Work to be completed: Reproduce all of the material below word for word, leaving out the pictures.

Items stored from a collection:
/---

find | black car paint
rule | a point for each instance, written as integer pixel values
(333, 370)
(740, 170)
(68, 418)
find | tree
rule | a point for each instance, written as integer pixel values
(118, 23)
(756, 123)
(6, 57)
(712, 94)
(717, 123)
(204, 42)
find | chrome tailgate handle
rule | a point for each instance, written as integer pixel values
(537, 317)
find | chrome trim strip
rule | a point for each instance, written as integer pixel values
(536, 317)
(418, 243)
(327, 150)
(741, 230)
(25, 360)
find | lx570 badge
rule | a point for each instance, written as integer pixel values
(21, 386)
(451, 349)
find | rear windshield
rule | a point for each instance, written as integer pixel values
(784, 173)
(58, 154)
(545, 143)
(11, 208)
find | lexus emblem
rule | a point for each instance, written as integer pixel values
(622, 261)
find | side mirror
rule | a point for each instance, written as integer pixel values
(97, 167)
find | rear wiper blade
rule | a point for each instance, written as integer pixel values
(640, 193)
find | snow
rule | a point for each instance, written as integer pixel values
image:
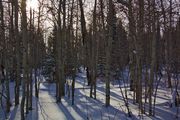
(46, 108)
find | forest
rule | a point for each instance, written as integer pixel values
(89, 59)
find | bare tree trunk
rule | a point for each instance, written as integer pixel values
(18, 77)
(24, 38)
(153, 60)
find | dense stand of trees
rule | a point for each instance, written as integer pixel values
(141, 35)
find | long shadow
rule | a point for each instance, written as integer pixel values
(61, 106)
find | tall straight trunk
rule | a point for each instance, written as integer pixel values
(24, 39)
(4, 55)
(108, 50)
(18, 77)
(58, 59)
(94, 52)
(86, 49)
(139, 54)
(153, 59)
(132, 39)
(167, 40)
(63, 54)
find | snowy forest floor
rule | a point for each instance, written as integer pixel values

\---

Task output:
find | black car paint
rule | a point for each instance, written as integer pixel values
(333, 370)
(740, 170)
(68, 418)
find | tree
rule | a point for each instance, written as integer pixel values
(118, 23)
(756, 123)
(6, 57)
(712, 94)
(717, 123)
(204, 42)
find | chrome tailgate handle
rule | a point for each instance, written as integer pixel values
(537, 317)
find | chrome trim strip
rule | a point for each instance, written as integer pixel values
(536, 317)
(418, 243)
(327, 150)
(741, 230)
(25, 360)
find | lx570 badge
rule | a point for each instance, written as integer pixel values
(21, 386)
(451, 349)
find | rear windshield
rule | a point for each instance, written as integer pixel values
(784, 173)
(58, 154)
(545, 143)
(11, 208)
find | lexus emblem
rule | a point for each instance, written as integer pixel values
(622, 261)
find | side mirror
rule | a point for each instance, written as integer pixel values
(97, 167)
find | rear wiper blade
rule | a point for each instance, written as integer pixel values
(640, 193)
find | snow
rule | a point for each instance, written as integer pixel values
image:
(46, 108)
find | forest
rule | a point for each instance, written as integer pixel values
(89, 59)
find | bare tree trunk
rule | a point for each instance, written as integer pixel values
(18, 77)
(24, 38)
(153, 60)
find | dense stand of trees
rule | a point for each instance, written as integer pixel values
(141, 35)
find | long shadow
rule | a point for each instance, written as integer pixel values
(61, 106)
find | tall straight trunk
rule | a point for each instance, written as integer pixel values
(24, 39)
(4, 55)
(108, 50)
(18, 77)
(58, 59)
(94, 52)
(86, 49)
(139, 54)
(153, 59)
(132, 39)
(167, 40)
(63, 54)
find | snowy forest floor
rule | a point for each instance, written as integer pixel values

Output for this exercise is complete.